START

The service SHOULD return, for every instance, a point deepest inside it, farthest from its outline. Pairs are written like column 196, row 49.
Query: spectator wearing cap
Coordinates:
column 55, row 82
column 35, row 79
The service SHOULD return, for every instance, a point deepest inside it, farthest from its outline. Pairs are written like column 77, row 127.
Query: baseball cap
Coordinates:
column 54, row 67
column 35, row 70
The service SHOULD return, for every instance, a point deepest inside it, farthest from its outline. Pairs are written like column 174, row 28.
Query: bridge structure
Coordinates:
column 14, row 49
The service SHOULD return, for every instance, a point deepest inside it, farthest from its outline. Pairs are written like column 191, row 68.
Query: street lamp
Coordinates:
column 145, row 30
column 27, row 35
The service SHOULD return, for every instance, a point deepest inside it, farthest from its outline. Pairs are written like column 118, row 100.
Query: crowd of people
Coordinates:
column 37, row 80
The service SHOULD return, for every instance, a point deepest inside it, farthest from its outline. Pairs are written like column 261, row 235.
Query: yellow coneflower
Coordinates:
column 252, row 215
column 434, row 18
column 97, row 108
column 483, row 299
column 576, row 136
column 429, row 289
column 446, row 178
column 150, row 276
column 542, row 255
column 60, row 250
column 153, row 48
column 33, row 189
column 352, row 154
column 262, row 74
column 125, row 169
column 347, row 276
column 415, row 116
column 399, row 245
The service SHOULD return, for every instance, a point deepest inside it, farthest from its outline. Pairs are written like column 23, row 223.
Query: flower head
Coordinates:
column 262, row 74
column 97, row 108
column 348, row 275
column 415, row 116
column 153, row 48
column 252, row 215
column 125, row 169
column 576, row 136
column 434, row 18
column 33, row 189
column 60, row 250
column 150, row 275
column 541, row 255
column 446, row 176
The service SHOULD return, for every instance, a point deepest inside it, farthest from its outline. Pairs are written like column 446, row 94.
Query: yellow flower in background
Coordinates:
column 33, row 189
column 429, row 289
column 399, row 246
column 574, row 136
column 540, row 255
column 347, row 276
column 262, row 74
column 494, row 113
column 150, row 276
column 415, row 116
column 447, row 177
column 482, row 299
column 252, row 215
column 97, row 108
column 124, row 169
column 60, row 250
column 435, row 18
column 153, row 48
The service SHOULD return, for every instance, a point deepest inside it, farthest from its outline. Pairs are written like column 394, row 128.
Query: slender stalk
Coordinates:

END

### Exercise prompt
Copy out again, word for word, the entries above, starting at the very first line and ending with the line that contains "column 27, row 35".

### Full answer
The service SHOULD return, for every instance, a point deepest inside it, farthest from its outline. Pairs are written like column 196, row 49.
Query: spectator wearing cap
Coordinates:
column 55, row 82
column 35, row 79
The service SHOULD return, for every instance, a point deepest inside it, farthest from its outline. Pairs are written like column 77, row 127.
Query: baseball cap
Coordinates:
column 54, row 67
column 35, row 70
The service SHOULD return, for every instance, a point deepest inside it, farthest from its outline. Pairs are written like column 174, row 28.
Query: bridge structure
Coordinates:
column 14, row 49
The service SHOULD return, for every instance, a point deepest inside it, farthest from its outline. Pairs are written like column 191, row 68.
Query: street lamp
Coordinates:
column 145, row 30
column 27, row 35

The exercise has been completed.